◆ Directive 1:
In the records below, write out every line from the line with "notation: point(135, 16)." to the line with "point(171, 78)", including both of those lines, and nothing else.

Why not implement some simple rules?
1. President does not sign checks,
2. President does not sign contracts
3. Building manager (either self managed as we are, or from a management firm) does not sign checks.
4. Building manager (either self managed as we are, or from a management firm) does not sign contracts.
5. No use of credit card to pay any routine bills whatsoever, except minor purchase, e.g.; less than $200 per month (as some online web sites will only accept cards or other automated payment service).
6. Building manager must sign every invoice that is presented for payment.
7. With six board members, four are authorized to sign checks.
8. All payable and salary checks must be signed by two board members.
9. All payable checks are accompanied by the original invoice.
10. Board members can challenge any check and obtain an explanation.
11. Two accounts payable runs each month. These are for all invoices received by the 25th of the preceding month and the first is generated around the 8th. Why the 8th? Our maintenance and assessment (yes, we have assessments every year and it is collected during ten of twelve months of the year) payments are due by the 10th. In this way our funds with the bank remain relatively constant. The second run is towards the end of the month for any payments, we really need to make.
12. Original checks returned by the banks are reviewed by the treasurer every month.
13. All board members receive a complete check register every month with all payees and amounts.
14. All board members and outside counsel receive a complete listing of arrears, simple and aged every month.
15. All board members receive a use of funds report every month.
16. All board members receive a budget vs. actual comparison by month and year to date every month.
17. All board members receive a trial balance every month.

◆ Given records:
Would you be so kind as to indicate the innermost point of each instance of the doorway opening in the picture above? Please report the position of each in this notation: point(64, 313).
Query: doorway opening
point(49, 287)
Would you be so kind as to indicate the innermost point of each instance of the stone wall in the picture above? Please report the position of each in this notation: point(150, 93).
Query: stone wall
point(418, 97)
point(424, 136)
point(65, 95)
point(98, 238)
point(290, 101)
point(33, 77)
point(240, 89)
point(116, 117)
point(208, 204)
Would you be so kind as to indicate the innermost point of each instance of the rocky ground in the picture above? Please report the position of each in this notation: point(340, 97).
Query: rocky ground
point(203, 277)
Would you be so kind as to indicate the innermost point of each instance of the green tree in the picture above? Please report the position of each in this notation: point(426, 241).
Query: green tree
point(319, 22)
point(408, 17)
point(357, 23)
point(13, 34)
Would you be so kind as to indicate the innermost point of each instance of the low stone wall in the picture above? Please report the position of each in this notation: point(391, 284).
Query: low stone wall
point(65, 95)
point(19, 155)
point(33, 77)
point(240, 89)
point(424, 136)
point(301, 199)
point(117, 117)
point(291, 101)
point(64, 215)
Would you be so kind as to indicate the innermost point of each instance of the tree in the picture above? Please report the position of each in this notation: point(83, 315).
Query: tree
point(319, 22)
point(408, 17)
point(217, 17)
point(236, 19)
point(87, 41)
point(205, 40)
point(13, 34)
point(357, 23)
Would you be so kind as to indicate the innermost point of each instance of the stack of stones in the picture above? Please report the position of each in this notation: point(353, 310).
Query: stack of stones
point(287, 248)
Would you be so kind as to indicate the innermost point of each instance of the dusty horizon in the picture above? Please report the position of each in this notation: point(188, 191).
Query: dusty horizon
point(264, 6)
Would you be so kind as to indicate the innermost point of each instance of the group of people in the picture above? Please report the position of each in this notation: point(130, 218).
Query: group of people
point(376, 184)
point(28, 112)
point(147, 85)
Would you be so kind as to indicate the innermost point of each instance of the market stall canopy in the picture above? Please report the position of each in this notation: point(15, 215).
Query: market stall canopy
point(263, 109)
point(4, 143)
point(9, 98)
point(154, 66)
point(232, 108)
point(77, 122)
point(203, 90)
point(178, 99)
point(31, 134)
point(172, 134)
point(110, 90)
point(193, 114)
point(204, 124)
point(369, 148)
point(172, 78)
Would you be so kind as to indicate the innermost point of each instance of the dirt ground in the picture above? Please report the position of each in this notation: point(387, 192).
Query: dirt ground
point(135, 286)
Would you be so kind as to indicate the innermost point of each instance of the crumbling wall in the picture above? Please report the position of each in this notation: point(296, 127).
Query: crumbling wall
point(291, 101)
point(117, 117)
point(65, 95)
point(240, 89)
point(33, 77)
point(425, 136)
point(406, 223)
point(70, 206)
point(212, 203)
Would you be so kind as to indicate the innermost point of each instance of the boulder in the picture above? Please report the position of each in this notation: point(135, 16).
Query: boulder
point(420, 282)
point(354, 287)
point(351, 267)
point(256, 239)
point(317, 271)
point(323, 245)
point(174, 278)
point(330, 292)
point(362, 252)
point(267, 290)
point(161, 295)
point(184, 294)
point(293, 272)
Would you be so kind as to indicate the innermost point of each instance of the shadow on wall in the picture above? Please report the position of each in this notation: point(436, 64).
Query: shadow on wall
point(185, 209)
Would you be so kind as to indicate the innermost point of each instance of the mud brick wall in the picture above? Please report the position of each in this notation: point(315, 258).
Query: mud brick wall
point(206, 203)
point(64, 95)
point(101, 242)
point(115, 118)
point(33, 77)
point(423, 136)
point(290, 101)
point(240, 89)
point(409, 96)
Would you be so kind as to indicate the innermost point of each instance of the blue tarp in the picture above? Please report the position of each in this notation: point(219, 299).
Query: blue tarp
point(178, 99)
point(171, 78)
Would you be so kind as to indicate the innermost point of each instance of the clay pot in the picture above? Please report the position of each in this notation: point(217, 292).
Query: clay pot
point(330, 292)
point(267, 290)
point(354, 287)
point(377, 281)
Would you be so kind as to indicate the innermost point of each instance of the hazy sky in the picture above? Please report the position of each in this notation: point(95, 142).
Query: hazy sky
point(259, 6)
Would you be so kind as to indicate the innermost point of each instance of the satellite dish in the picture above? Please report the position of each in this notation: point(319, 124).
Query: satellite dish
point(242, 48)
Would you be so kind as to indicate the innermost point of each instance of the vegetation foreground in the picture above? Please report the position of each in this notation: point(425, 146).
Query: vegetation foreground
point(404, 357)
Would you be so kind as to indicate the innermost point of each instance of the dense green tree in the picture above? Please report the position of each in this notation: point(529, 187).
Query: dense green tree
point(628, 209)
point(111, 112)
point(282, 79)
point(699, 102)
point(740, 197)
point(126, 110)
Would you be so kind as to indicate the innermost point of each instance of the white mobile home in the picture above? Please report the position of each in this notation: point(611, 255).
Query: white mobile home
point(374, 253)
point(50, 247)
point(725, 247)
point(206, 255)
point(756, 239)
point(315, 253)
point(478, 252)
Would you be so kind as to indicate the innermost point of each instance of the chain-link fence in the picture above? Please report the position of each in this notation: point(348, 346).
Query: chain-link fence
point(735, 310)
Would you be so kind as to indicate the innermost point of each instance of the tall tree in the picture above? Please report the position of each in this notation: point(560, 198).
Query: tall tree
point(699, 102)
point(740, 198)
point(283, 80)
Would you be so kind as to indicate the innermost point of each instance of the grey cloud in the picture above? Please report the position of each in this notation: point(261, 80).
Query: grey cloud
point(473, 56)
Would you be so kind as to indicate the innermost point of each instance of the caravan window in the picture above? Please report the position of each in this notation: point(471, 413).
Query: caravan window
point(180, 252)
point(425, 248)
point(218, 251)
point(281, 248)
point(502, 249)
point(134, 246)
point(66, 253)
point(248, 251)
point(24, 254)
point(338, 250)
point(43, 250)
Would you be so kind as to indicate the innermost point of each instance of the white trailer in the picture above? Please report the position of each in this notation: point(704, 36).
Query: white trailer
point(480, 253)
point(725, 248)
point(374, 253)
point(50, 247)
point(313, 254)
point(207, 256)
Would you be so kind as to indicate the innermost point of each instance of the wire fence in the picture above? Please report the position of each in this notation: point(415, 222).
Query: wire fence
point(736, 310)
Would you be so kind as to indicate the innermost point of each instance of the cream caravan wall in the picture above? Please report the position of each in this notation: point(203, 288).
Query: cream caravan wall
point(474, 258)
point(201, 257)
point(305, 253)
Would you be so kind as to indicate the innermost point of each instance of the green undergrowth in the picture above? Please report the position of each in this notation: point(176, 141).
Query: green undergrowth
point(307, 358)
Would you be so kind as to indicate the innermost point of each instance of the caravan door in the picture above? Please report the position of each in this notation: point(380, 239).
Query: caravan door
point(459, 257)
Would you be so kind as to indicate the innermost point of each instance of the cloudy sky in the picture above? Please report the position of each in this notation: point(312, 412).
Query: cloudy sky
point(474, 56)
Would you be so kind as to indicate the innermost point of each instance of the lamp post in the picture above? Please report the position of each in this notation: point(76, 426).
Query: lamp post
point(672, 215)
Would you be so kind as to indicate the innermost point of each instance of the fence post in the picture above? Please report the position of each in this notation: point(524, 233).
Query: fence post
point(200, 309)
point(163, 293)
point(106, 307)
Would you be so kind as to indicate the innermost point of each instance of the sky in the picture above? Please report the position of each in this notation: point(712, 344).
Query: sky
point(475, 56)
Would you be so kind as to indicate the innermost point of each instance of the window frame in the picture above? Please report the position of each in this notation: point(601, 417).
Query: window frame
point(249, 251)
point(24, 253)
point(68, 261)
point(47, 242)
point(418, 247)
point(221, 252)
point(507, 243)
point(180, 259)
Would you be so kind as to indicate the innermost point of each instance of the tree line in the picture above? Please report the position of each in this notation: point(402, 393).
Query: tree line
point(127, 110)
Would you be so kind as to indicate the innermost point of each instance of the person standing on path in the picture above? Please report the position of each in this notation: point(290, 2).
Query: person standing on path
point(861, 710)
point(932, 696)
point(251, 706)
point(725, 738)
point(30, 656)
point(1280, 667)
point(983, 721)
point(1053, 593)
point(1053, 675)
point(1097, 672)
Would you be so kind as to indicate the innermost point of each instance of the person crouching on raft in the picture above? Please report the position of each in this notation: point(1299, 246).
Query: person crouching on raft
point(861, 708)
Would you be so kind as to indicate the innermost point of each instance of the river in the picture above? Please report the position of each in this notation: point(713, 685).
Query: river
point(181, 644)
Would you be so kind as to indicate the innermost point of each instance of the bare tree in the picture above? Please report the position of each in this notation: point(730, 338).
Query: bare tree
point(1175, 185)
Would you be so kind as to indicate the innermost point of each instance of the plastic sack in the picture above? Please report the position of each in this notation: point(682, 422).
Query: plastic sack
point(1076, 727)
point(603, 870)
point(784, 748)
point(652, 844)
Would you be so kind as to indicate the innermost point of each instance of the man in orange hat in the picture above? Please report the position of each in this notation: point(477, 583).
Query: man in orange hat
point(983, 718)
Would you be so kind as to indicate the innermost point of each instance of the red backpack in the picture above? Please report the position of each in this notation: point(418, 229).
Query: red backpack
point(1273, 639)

◆ Directive 2:
Write what comes next in the text above that lists rules for board check signing and financial reporting, picking up after its final rule.

◆ Task response 1:
Would you be so kind as to indicate the innermost point of each instance of the boulder in the picture above? Please report the position of each in this notation: point(135, 16).
Query: boulder
point(420, 282)
point(354, 287)
point(351, 267)
point(256, 239)
point(317, 271)
point(323, 245)
point(174, 278)
point(330, 292)
point(362, 252)
point(267, 290)
point(161, 295)
point(184, 294)
point(293, 272)
Would you be so kind as to indicate the innermost point of each instance of the shadow on wall in the picture above? Please report the position of each in this notation: point(436, 64).
Query: shadow on wall
point(185, 209)
Would you be so kind as to indicate the innermost point of each instance of the mud brick wall in the picture above? Please report the position of each in this notation: point(315, 258).
Query: mud brick wall
point(206, 203)
point(64, 95)
point(101, 242)
point(115, 118)
point(33, 77)
point(423, 136)
point(290, 101)
point(240, 89)
point(409, 96)
Would you be so kind as to indicate the innermost point of each instance of the blue tarp in the picture above? Please report the position of each in this notation: point(219, 299).
Query: blue tarp
point(178, 99)
point(171, 78)

◆ Task response 2:
18. All board members and outside counsel receive a management report prepared by the building manager every Friday listing events (normal and unusual), letters, received, government activities, forecast of capital work and major repairs.
19. All our consumables must be purchased from a round robin of firms so that no one firm has a corner on all our purchases such that there is a lessened inclination for any kickbacks.
20. Our outside engineering firm monitors all major expenditures and certifies all work as complete, or partially complete as scheduled, before we make any payments.
21. Yes, all major capital expenditures are bid to firms identified by our engineering firm.
22. Our engineering firm levels all bids.
23. Our counsel reads and approves all contracts. Then a board member signs the contract.
24. No board member ever goes to lunch or dinner on the co-op. If we go to dinner after a meeting, it is dutch treat.
25. No board member, building manager or superintendent ever takes a free lunch or dinner from a supplier.
26. No board member, building manager or superintendent ever takes a gift from a supplier.
27. No board member ever charges the co-op for personal stationery supplies used, PC software, printer ink, personal auto, telephone calls, etc.
28. No board member ever uses the postage stamp machine in the management office unless the board member reimburses the co-op.

And, unlike some co-op and coops, admittedly a small number, we do not forgive the monthly maintenance for a board member, e.g.: the board member does not receive a free ride.

Yes, these are our rules. There are more, but you get the gist.

And we have an accounting firm that specializes in co-op and condo audits. We had one of the national/international firms until four years ago, when we switched. The national firm, which we employed for a number of years, was a neophyte in co-op audits compared to the firm we now employ.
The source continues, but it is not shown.